* [Description of the task]:
Copy all entries without alteration and skip the pictures they hold.

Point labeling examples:
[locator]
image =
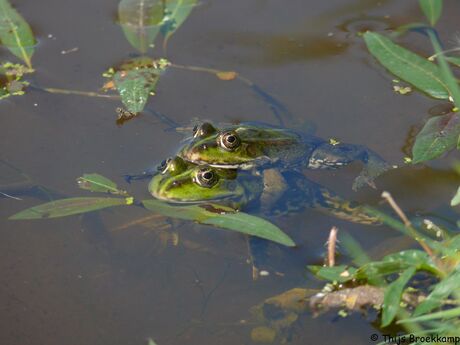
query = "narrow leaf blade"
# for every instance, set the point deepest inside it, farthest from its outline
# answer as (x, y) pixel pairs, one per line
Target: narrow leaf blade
(222, 217)
(67, 207)
(98, 183)
(439, 135)
(392, 296)
(176, 12)
(141, 21)
(432, 10)
(407, 65)
(15, 33)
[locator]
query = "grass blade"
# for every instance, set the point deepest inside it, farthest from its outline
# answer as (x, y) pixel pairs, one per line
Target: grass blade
(392, 296)
(141, 21)
(406, 65)
(222, 217)
(440, 134)
(432, 10)
(98, 183)
(69, 206)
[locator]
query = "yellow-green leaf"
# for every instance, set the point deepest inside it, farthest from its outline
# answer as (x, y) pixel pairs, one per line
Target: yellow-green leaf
(141, 21)
(408, 66)
(15, 33)
(67, 207)
(432, 10)
(439, 135)
(99, 183)
(223, 217)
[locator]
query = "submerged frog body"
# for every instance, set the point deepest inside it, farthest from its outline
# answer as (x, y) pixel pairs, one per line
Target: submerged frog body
(270, 192)
(247, 146)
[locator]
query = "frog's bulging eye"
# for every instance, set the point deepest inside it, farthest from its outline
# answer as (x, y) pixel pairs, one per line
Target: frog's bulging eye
(229, 141)
(206, 178)
(203, 130)
(163, 167)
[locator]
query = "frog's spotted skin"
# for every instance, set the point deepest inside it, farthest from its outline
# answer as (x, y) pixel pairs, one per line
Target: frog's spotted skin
(182, 182)
(247, 146)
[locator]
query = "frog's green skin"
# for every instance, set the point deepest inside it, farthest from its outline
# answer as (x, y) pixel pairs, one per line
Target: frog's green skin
(248, 146)
(184, 182)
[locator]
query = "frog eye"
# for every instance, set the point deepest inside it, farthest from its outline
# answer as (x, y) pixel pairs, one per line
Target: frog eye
(206, 177)
(229, 141)
(203, 130)
(163, 167)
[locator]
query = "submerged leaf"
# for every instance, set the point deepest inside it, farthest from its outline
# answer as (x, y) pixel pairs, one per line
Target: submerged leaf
(432, 9)
(441, 291)
(393, 295)
(455, 60)
(98, 183)
(141, 21)
(456, 199)
(67, 207)
(176, 12)
(137, 80)
(15, 33)
(406, 65)
(439, 135)
(222, 217)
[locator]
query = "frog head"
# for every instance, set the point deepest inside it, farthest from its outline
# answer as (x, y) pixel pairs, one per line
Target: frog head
(236, 146)
(179, 181)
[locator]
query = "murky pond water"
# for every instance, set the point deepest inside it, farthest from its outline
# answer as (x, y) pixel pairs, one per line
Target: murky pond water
(95, 280)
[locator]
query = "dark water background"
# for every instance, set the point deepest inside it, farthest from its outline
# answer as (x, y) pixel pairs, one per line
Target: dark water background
(78, 280)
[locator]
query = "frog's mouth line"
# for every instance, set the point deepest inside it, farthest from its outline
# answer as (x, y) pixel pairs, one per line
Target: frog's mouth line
(197, 202)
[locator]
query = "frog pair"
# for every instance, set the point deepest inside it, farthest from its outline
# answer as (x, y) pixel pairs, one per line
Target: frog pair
(256, 166)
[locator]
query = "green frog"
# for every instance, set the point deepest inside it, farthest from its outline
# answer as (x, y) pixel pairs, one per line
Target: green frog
(270, 191)
(254, 145)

* [Answer to the exercise]:
[locator]
image =
query = "narrow leaf blade"
# for every instance, set the point deepest inside it, farthest from its outline
# answer as (x, y) pixel pairs, one per line
Target: narrow leaf blade
(222, 217)
(67, 207)
(98, 183)
(439, 135)
(392, 296)
(176, 12)
(141, 21)
(432, 10)
(407, 65)
(15, 33)
[locator]
query = "grass blade"
# for every instance, set the point deepest inside it, farthest from its outline
# answer as (x, y) pixel pairs, one per line
Target: grass blade
(392, 296)
(141, 21)
(406, 65)
(222, 217)
(440, 134)
(432, 10)
(98, 183)
(69, 206)
[locator]
query = "yellow-green leaf"
# for every instance, set the point deepest inside it, farthest from its outline
# answer as (x, y) pixel pairs, one per line
Target: yellow-green leaf
(141, 21)
(408, 66)
(15, 33)
(67, 207)
(432, 10)
(439, 135)
(99, 183)
(223, 217)
[locator]
query = "submerged frog body"
# for every instance, set the point deepest inside it, farthest from its outline
# answer as (x, y) pixel pairs, one per line
Target: submerged frog body
(270, 192)
(247, 146)
[locator]
query = "frog's bulging eye"
# for every instance, set the point deepest inside it, farthest from its outline
# answer as (x, y) pixel pairs, one per line
Target: frog's bulging eye
(229, 141)
(206, 178)
(203, 130)
(163, 167)
[locator]
query = "frog's spotted skin"
# for every instance, set the point deepest inside it, farthest from its outline
# answer as (x, y) pixel pairs, one per line
Target: frog's spotted skin
(182, 182)
(247, 146)
[locator]
query = "frog's green skin"
# for every instance, set the point deepest inside it, farthest from its outline
# answer as (x, y) pixel pairs, one per line
Target: frog's green skin
(248, 146)
(184, 182)
[locator]
query = "frog eye"
# for every instance, set the point deepest inside it, farthest from its outline
# answer as (x, y) pixel pairs, one per line
Target: frog eye
(206, 177)
(229, 141)
(203, 130)
(163, 167)
[locator]
query = "submerged leaf"
# for every instance, set the point deepest inside it, farthest from its outline
# answer as (x, y) pixel pairs, one per line
Target: submerged leaf
(432, 9)
(441, 291)
(393, 295)
(455, 60)
(98, 183)
(141, 21)
(456, 199)
(67, 207)
(176, 12)
(137, 80)
(15, 33)
(406, 65)
(439, 135)
(222, 217)
[locator]
query = "frog head"
# for every instance, set the point deepest inside it, farthest from its outline
# answer as (x, y) pixel pairs, one per line
Target: frog head
(236, 146)
(179, 181)
[locator]
query = "murky pond water"
# for every instance, set the point deepest inside it, farthest from its outline
# answer as (x, y) pixel pairs, one per line
Target: murky pond water
(95, 280)
[locator]
query = "dark water background"
# for every instance, set the point deepest inside it, farthest from its outline
# answer as (x, y) pixel pairs, one per line
Target: dark water background
(78, 280)
[locator]
query = "frog's mouth line"
# for every instance, set the point deepest inside it, farthest from its outline
# answer as (x, y) pixel pairs, one per line
Target: frog's mouth line
(197, 202)
[locator]
query = "frog pair"
# for every instance, set the point deepest inside it, farthest from its outline
# answer as (x, y) pixel pairs, one per line
Target: frog pair
(256, 166)
[locator]
query = "green frog"
# for every instance, set the point deepest inside it, farthest from its outline
# answer as (x, y) pixel pairs, one per line
Target: green frog
(270, 191)
(254, 145)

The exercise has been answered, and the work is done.